Excerpt provided ▸
━━━
John A. McDougall, M.D., perhaps the most knowledgable expert on the relationship between diet and disease, asserts that our early ancestors from at least four million years ago followed diets almost exclusively of plant foods. (source, article #5) Many other scientists believe that early humans were largely vegetarian. (See articles by Grande & Leckie and Derek Wall.) Then there's the newest research:
Robert W. Sussman, Ph.D., professor anthropology in Arts & Sciences, spoke at a press briefing, "Early Humans on the Menu," during the American Association for the Advancement of the Science's Annual Meeting....[E]arly man was not an aggressive killer, Sussman argues. He poses a new theory, based on the fossil record and living primate species, that primates have been prey for millions of years, a fact that greatly influenced the evolution of early man.
"Our intelligence, cooperation and many other features we have as modern humans developed from our attempts to out-smart the predator," says Sussman.... The idea of "Man the Hunter" is the generally accepted paradigm of human evolution, says Sussman, "It developed from a basic Judeo-Christian ideology of man being inherently evil, aggressive and a natural killer. In fact, when you really examine the fossil and living non-human primate evidence, that is just not the case."
Sussman's research is based on studying the fossil evidence dating back nearly seven million years. "Most theories on Man the Hunter fail to incorporate this key fossil evidence," Sussman says. "We wanted evidence, not just theory. We thoroughly examined literature available on the skulls, bones, footprints and on environmental evidence, both of our hominid ancestors and the predators that coexisted with them." ...
But what Sussman and Hart discovered is that Australopithecus afarensis was not dentally pre-adapted to eat meat. "It didn't have the sharp shearing blades necessary to retain and cut such foods," Sussman says. "These early humans simply couldn't eat meat. If they couldn't eat meat, why would they hunt?"
It was not possible for early humans to consume a large amount of meat until fire was controlled and cooking was possible. Sussman points out that the first tools didn't appear until two million years ago. And there wasn't good evidence of fire until after 800,000 years ago.
━━━
Excerpted data ▸
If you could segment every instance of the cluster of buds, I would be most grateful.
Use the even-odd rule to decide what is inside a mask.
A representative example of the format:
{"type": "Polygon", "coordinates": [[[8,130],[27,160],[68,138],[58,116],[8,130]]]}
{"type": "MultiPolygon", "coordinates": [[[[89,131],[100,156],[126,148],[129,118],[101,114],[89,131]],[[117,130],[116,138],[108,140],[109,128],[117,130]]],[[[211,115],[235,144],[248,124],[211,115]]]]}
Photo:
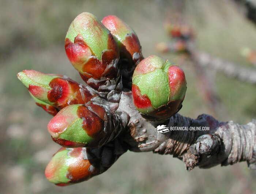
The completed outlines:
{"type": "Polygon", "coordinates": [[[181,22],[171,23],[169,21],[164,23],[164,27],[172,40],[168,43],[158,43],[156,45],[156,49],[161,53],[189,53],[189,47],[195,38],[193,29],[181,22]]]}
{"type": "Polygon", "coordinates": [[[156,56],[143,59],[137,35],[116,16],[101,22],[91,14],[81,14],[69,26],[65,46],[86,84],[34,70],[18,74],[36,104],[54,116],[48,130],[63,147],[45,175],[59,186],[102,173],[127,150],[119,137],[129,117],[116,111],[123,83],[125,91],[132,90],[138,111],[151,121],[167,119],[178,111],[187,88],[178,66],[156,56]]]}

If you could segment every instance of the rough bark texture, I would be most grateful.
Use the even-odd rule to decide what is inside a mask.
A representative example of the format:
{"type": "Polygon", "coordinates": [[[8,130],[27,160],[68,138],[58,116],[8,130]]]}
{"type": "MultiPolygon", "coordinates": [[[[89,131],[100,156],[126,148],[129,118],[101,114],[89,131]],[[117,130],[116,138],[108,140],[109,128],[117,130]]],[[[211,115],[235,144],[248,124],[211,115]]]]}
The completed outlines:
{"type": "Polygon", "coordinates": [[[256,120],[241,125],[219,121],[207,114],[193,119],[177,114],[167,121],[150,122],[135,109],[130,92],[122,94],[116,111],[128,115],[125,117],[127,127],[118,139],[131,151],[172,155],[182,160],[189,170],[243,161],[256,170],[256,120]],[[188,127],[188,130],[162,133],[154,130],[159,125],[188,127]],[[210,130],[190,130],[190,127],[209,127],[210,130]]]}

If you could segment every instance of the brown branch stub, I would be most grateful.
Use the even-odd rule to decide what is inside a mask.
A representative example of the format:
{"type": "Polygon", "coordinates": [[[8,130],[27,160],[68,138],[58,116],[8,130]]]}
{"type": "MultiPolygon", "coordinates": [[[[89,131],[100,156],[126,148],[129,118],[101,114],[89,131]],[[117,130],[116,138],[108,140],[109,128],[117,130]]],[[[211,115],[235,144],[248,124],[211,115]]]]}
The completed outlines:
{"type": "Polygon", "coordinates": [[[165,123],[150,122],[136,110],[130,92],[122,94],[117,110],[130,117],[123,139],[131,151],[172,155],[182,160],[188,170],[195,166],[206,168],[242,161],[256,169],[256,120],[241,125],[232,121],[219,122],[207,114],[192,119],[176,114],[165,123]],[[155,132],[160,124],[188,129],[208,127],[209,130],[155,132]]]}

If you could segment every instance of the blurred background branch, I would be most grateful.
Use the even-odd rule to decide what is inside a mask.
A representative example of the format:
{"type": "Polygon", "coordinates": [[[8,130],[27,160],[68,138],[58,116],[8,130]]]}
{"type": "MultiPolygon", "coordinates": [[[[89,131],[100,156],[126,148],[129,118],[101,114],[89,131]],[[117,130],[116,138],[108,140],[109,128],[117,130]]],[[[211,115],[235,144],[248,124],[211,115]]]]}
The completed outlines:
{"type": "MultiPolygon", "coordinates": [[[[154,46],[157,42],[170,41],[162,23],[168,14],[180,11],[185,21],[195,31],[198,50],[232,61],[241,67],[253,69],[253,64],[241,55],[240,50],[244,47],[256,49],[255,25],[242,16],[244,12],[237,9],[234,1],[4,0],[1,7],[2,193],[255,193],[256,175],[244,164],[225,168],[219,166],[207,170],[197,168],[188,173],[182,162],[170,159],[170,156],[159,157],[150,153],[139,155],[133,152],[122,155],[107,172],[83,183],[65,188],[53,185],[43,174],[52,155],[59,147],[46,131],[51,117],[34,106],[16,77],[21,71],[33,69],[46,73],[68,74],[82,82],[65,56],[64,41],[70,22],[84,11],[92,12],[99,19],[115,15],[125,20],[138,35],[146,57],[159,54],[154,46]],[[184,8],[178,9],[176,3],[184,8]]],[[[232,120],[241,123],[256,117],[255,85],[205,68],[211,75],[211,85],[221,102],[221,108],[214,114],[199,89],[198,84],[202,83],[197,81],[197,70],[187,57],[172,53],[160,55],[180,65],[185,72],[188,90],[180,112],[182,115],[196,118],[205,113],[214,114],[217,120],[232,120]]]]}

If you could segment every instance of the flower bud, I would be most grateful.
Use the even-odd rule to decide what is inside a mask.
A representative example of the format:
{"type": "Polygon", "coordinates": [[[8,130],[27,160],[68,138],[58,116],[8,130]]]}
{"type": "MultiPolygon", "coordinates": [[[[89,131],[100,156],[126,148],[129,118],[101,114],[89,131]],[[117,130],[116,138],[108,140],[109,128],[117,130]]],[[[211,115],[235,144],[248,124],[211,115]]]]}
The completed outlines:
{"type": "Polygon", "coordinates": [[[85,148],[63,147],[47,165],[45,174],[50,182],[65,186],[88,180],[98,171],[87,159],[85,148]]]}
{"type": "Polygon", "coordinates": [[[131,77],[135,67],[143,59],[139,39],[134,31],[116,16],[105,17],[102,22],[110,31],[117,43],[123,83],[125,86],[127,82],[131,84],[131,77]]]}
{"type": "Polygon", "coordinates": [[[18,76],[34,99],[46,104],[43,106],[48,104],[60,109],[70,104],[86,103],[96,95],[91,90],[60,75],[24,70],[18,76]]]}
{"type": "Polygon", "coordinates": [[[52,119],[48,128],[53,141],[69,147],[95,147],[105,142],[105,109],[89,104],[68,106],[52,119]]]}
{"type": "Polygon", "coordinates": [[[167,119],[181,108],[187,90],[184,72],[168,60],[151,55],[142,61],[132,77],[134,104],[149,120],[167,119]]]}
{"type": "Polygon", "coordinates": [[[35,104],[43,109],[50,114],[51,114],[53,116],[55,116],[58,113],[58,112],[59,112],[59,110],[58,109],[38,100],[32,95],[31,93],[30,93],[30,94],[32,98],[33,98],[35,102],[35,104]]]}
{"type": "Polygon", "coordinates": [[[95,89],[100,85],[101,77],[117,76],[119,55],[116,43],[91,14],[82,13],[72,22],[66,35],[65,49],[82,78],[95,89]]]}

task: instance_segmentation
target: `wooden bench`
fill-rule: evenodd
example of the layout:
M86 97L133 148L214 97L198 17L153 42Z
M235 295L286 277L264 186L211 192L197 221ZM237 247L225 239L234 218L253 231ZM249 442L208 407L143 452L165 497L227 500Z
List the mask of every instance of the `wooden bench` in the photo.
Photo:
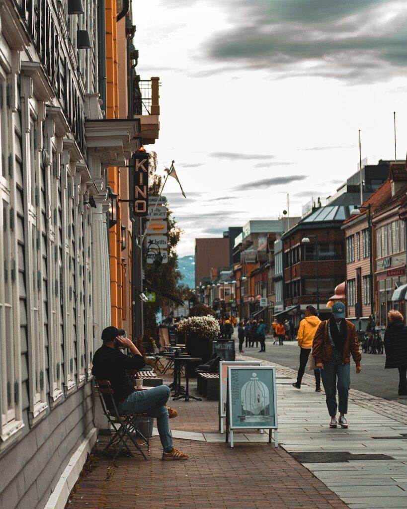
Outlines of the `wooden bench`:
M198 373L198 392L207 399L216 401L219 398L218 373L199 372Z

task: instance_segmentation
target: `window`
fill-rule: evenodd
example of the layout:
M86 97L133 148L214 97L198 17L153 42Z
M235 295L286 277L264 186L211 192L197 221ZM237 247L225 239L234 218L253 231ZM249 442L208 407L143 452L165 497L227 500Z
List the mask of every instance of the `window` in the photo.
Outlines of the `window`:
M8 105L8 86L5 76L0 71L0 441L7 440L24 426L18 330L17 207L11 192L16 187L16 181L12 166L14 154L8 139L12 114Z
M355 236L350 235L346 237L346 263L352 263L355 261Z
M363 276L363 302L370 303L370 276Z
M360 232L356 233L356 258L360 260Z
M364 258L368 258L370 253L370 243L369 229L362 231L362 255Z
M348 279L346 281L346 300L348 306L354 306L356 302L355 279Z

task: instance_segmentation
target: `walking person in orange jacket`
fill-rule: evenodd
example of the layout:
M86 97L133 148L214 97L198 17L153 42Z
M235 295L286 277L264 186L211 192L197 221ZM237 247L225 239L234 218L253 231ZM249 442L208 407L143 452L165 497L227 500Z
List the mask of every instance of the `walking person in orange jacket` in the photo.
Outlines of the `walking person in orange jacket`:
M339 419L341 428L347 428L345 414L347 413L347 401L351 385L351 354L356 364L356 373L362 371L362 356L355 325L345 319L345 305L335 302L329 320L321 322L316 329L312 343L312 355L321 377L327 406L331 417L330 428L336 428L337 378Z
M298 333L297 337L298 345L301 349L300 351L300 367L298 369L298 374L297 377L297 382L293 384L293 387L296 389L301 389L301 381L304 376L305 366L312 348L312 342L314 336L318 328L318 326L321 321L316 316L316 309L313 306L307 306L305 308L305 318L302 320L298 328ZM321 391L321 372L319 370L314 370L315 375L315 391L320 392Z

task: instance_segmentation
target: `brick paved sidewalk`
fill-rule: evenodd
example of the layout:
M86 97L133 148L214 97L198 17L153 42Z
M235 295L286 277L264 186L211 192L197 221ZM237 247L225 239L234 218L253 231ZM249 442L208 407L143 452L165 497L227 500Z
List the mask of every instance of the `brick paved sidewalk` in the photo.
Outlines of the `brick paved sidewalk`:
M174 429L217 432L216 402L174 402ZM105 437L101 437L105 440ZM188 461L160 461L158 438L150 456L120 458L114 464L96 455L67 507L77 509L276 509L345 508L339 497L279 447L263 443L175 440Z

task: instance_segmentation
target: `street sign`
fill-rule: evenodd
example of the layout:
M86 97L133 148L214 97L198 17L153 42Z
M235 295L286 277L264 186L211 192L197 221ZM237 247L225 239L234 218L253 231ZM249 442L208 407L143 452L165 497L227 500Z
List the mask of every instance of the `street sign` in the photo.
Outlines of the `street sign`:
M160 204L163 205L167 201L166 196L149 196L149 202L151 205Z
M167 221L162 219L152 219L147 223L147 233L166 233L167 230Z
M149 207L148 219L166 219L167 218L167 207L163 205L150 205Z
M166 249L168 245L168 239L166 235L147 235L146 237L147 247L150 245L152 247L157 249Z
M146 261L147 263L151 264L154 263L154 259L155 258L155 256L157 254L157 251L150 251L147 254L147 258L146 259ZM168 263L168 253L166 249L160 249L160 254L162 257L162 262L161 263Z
━━━
What this exercise asks ▸
**1)** Do these three statements agree with the excerpt on early human diet? Answer yes or no for each, quoting the words of the excerpt that decide it.
(a) Sussman places the appearance of the first tools at two million years ago.
(b) Australopithecus afarensis had sharp shearing blades suited to cutting meat.
(c) Sussman's research studied fossil evidence going back nearly seven million years.
**2)** According to the excerpt on early human diet, after what point in time was there good evidence of fire?
**3)** Carry the excerpt on early human diet further, starting after its final sentence about the evidence of fire.

Replies ▸
**1)**
(a) Yes: "the first tools didn't appear until two million years ago"
(b) No: "It didn't have the sharp shearing blades necessary to retain and cut such foods"
(c) Yes: "studying the fossil evidence dating back nearly seven million years"

**2)** After 800,000 years ago.

**3)**
Bio-Medicine.org, 2006
While some prehistoric peoples hunted animals, that is still a relatively recent development in the long period of human existence. Certainly not long enough for our bodies to have adapted to it from evolution. Here's some evidence: The Maasai in Kenya, who still eat a diet high in wild hunted meats, have the worst life expectancy in the world. (Fuhrman)
In any event, the idea that our ancestors might have decided to mimic other animals and eat meat isn't a particularly compelling argument that it's natural for us to do so. Given that humans act outside of instinct, looking at historical behavior isn't as convincing as looking at anatomy and health effects -- as we'll do in a moment.
Considering the other primates
Our closest animal relatives are, of course, the other primates. They provide clues about our ideal diet since our anatomy is so similar. Very few of them eat any significant amount of animals, and those who do typically mostly stick to things like insects, not cows, pigs, and chickens. Jane Goodall, famous for her extensive study of apes while living with them, found that it was very rare for the primates she saw to eat other animals. Critics lunge all over the fact that Goodall discovered that primates occasionally eat meat. But the key word here is occasionally. If we ate meat is infrequently as the other primates did, our health would certainly be a lot better. Goodall herself apparently wasn't impressed by primates' occasional eating of meat: Jane Goodall herself is a vegetarian.
Chimpanzee: Eats 95-99% plants, and most of the rest is termites (not meat). (Source: Creative Commons)
How slight is the other primates' animal consumption? This article on primate eating habits from Harvard has a bar graph of all the things that chimps and monkeys eat (Fig. 3), and meat isn't even in the chart. What they do eat is fruit, seeds, leaves, flowers, and pith. There is a category called "Miscellaneous", which for most species amounts to less than 5% of their diet, and for chimps and redtail monkeys less than 1%. The Honolulu Zoo gives a slighty higher figure, saying that non-plant consumption is 5% of a chimp's diet, but this includes their main non-plant food, termites. (Termites are a good source of vitamin B12, by the way). Craig B. Stanford, Ph.D says, "Chimpanzees are largely fruit eaters, and meat composes only about 3% of the time they spent eating overall, less than in nearly all human societies." (source) Any way you slice it, their diet is at least 95-99% plants.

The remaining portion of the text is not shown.